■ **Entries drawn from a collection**
------------------------------------------------

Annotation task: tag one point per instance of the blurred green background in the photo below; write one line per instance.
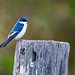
(49, 20)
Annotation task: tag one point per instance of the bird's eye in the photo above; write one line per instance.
(23, 20)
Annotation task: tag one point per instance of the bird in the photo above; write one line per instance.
(17, 31)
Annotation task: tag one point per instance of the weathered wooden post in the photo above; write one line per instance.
(35, 57)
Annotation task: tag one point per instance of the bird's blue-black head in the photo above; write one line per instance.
(23, 19)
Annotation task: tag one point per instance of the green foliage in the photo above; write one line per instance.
(49, 20)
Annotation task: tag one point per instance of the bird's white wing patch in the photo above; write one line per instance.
(12, 33)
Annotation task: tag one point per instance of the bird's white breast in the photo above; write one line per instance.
(22, 32)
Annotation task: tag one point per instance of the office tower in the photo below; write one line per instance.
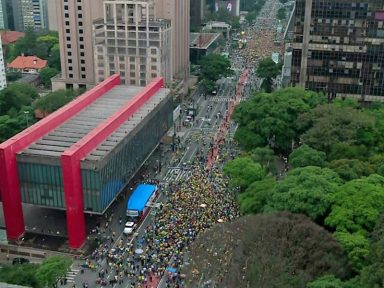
(75, 18)
(52, 15)
(338, 47)
(197, 8)
(3, 15)
(178, 12)
(130, 42)
(3, 79)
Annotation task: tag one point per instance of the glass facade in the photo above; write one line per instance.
(42, 184)
(345, 48)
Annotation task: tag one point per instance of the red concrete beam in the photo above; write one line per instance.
(9, 180)
(71, 158)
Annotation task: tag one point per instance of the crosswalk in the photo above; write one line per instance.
(71, 275)
(175, 174)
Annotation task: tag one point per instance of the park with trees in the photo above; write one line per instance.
(333, 183)
(45, 274)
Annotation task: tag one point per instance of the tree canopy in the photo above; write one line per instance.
(268, 70)
(270, 119)
(242, 171)
(265, 250)
(306, 190)
(212, 68)
(307, 156)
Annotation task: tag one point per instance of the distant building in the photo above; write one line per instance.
(3, 15)
(3, 79)
(177, 11)
(202, 44)
(338, 47)
(27, 64)
(10, 37)
(137, 48)
(197, 9)
(74, 20)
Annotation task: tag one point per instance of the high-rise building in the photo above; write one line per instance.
(75, 19)
(197, 8)
(52, 15)
(338, 47)
(178, 12)
(3, 15)
(129, 41)
(3, 79)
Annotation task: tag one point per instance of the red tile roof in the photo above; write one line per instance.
(27, 62)
(8, 37)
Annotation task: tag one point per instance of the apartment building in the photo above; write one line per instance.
(178, 12)
(338, 47)
(3, 15)
(75, 19)
(3, 79)
(129, 41)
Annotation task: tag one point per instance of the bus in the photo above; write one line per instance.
(140, 200)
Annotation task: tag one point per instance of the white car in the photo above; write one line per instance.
(129, 226)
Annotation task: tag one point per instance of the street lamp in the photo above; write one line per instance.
(26, 113)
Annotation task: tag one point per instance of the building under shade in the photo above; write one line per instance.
(80, 157)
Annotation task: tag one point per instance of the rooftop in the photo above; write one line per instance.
(9, 37)
(53, 144)
(27, 62)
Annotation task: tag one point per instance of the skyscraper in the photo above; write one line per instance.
(338, 47)
(130, 42)
(3, 79)
(75, 19)
(3, 15)
(178, 12)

------------------------------------------------

■ **SHORT TASK**
Quote every row above word for word, leaving the pictures out.

■ **FINAL RESULT**
Annotation task: tag one point per instance of the blurred green background in the photo below; write one line per instance.
(49, 20)
Annotation task: tag one point per instance of the bird's eye in the photo above; write one line per instance.
(23, 20)
Annotation task: tag one point per instance of the bird in the photo above; write one line per instance.
(17, 31)
Annotation task: tag one point per instance of the weathered wooden post in the photo above; write one line per instance.
(35, 57)
Annotation task: tag one point per instance of the bird's blue-black head in the photo above; write one line per instance.
(23, 19)
Annotation task: tag one point per instance of the green foliage in the photo above; write one line per instance.
(49, 20)
Annotation task: tag one point per instance of the bird's white wing patch in the photo above; write one line per instance.
(12, 33)
Annotation task: tag one point per instance of the bird's white breast in the photo above; write one line per instance.
(22, 32)
Annotation task: tag one point per instance of the office tower in the photo below; write one line per instance.
(75, 18)
(52, 15)
(338, 47)
(197, 8)
(3, 15)
(178, 12)
(130, 42)
(3, 79)
Annotation task: tag one point per instance of the glass facade in the photo above; write one line per instance.
(42, 184)
(345, 48)
Annotation task: tag one point per instance of the red concrete beam in the photo above; write one line per instance.
(9, 180)
(71, 158)
Annotation task: tag one point per instance of the crosswalk in the photo above; write one line per instance.
(71, 275)
(175, 174)
Annotation task: tag one point per instance of the park with trees in the photo above; write one line per instance.
(333, 183)
(45, 274)
Annotation task: tag one point per instance of the tree canopy in the photo above; write one line per instance.
(268, 70)
(270, 119)
(242, 171)
(265, 250)
(306, 190)
(212, 68)
(307, 156)
Annotation task: tag one point per instance of the distant building in the photo above; write one line per instance.
(3, 15)
(3, 79)
(177, 11)
(202, 44)
(338, 47)
(27, 64)
(10, 37)
(137, 48)
(197, 9)
(74, 20)
Annotation task: tag one point per instance of the high-rise building in the photo above; write one line per instance.
(75, 19)
(197, 8)
(52, 15)
(338, 47)
(178, 12)
(3, 15)
(129, 41)
(3, 79)
Annotation task: tag one point per instance of the red tile roof in the photo above; write one line per instance.
(27, 62)
(8, 37)
Annotation task: tag one point per instance of the apartment building in the photo above; write one line per instance.
(178, 12)
(338, 47)
(3, 15)
(75, 19)
(3, 79)
(129, 41)
Annotation task: tag one point per instance of the bus in the photo above; write one line per instance.
(140, 200)
Annotation task: tag one point per instance of the white car in the photo above; write one line per instance.
(129, 226)
Annotation task: tag one point per instance of the street lamp in the photo above; write one line per instance.
(26, 113)
Annotation task: tag one point per instance of the building under shade in the photo above; write one line per instance.
(80, 157)
Annotation task: tag one point per instance of the rooftop in the photo above; write one line per instance.
(9, 37)
(53, 144)
(27, 62)
Annotation task: tag one point per instance of the skyscraper in the photo above; write one line per instance.
(338, 47)
(130, 42)
(3, 79)
(75, 19)
(3, 15)
(178, 12)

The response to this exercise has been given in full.